» Required work
Whenever a line below holds the word "pair", count it; then give the total and nothing else.

» Dataset excerpts
------------------------------

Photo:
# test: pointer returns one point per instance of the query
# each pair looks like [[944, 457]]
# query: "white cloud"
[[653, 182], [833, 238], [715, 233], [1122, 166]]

------------------------------

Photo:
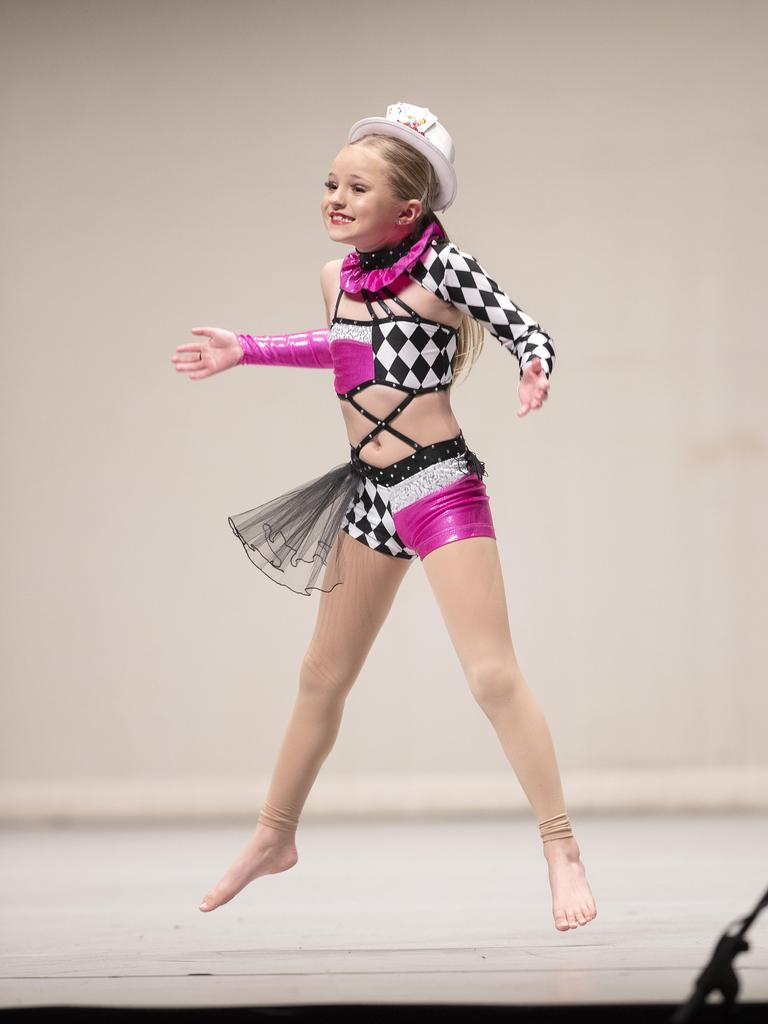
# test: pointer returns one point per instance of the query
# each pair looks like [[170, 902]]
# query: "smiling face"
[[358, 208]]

------------------------------

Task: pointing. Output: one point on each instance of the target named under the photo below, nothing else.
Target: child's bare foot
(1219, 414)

------------------------------

» Solution to the exercise
2